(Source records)
* * *

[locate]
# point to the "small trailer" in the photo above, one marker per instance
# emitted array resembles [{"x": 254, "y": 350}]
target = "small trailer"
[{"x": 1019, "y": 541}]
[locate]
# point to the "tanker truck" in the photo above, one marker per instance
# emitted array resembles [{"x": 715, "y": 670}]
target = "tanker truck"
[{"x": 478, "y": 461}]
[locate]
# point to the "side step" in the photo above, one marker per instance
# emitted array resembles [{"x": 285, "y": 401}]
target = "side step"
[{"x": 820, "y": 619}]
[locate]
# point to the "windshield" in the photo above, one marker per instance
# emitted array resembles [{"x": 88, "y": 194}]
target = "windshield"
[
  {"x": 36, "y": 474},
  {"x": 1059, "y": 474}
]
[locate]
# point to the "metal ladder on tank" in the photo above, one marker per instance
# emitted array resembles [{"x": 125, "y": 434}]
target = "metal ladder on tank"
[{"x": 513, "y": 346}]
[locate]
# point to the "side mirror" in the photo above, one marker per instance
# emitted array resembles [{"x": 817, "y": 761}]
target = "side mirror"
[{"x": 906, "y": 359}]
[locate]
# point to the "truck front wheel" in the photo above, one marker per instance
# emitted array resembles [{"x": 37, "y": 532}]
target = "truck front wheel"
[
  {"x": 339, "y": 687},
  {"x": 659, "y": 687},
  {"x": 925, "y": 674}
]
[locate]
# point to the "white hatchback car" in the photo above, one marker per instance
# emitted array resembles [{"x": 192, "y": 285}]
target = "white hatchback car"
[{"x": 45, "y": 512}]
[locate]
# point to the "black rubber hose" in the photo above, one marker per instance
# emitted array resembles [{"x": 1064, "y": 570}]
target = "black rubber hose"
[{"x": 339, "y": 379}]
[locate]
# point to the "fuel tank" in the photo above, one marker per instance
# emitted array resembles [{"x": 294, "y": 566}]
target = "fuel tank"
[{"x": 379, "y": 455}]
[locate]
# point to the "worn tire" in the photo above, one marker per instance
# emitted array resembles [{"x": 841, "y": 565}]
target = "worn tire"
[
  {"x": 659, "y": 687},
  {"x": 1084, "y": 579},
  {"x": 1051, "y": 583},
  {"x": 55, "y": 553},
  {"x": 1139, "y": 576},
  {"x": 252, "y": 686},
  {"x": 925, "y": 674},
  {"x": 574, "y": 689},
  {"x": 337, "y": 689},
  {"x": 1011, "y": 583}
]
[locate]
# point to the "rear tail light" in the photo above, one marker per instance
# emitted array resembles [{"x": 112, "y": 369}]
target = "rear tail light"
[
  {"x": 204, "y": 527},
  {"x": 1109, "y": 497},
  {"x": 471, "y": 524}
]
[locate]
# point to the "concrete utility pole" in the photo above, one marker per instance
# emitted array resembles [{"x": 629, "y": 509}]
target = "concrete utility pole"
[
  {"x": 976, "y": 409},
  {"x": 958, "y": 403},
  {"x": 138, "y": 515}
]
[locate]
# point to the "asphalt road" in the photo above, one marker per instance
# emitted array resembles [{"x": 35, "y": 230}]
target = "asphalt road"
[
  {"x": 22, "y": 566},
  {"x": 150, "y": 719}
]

* * *

== Exercise aim ==
Copy every entry exactly as it is given.

== Answer for this exercise ==
[locate]
# point to the "small trailer" in the photo above, one marker per instance
# emitted array resembles [{"x": 254, "y": 350}]
target = "small trailer"
[{"x": 1019, "y": 541}]
[locate]
# point to the "tanker truck" in the photo above, one marker per instance
# emitted array resembles [{"x": 715, "y": 670}]
target = "tanker truck"
[{"x": 478, "y": 461}]
[locate]
# point to the "side step" in the photo above, one marker per instance
# emitted array resembles [{"x": 285, "y": 401}]
target = "side step"
[{"x": 820, "y": 619}]
[locate]
# point to the "windshield" in the photo above, one marker per instance
# emitted array resembles [{"x": 88, "y": 194}]
target = "windshield"
[
  {"x": 36, "y": 474},
  {"x": 1059, "y": 474}
]
[locate]
# point to the "metal ladder on tank" in the photo above, one marker per instance
# emitted array resembles [{"x": 125, "y": 434}]
target = "metal ladder on tank"
[{"x": 513, "y": 346}]
[locate]
# point to the "side mirror" in the photo above, one marker per instance
# emitted array resembles [{"x": 817, "y": 761}]
target = "side mirror"
[{"x": 906, "y": 359}]
[locate]
# point to the "truck front wheel" in the photo above, one marker per instance
# emitted array resembles [{"x": 37, "y": 532}]
target = "truck front wheel"
[
  {"x": 339, "y": 687},
  {"x": 659, "y": 687},
  {"x": 925, "y": 674}
]
[locate]
# point to the "white hatchback car" in the photo above, one marker per instance
# emitted array resembles [{"x": 192, "y": 285}]
target = "white hatchback car"
[{"x": 45, "y": 512}]
[locate]
# point to the "black rubber hose" in the photo above, one marker per instance
# emitted array resembles [{"x": 1064, "y": 570}]
target = "black rubber hose"
[{"x": 339, "y": 379}]
[locate]
# point to the "fuel tank" in the photo above, one marker per instance
# emitted array resembles [{"x": 294, "y": 566}]
target = "fuel tank"
[{"x": 379, "y": 455}]
[locate]
# point to the "worn tire" in the photo above, one marker per instance
# emitted array resembles [{"x": 841, "y": 565}]
target = "worn tire"
[
  {"x": 659, "y": 687},
  {"x": 1084, "y": 579},
  {"x": 1051, "y": 583},
  {"x": 55, "y": 553},
  {"x": 1139, "y": 576},
  {"x": 252, "y": 686},
  {"x": 925, "y": 674},
  {"x": 574, "y": 689},
  {"x": 337, "y": 689},
  {"x": 1011, "y": 583}
]
[locate]
# point to the "rear tail light" in the photo above, one marker per instance
# emitted array resembles [{"x": 112, "y": 369}]
target = "rear tail light"
[
  {"x": 204, "y": 527},
  {"x": 1109, "y": 497},
  {"x": 471, "y": 524}
]
[locate]
# point to the "concrete utility pole" in the photo above, one marker per instance
# emitted array resembles [{"x": 629, "y": 509}]
target = "concrete utility pole"
[
  {"x": 976, "y": 409},
  {"x": 958, "y": 403},
  {"x": 138, "y": 515}
]
[locate]
# point to the "asphalt road" in the photo above, one marker per instance
# emitted array resembles [{"x": 35, "y": 230}]
target = "asphalt road"
[
  {"x": 22, "y": 566},
  {"x": 150, "y": 719}
]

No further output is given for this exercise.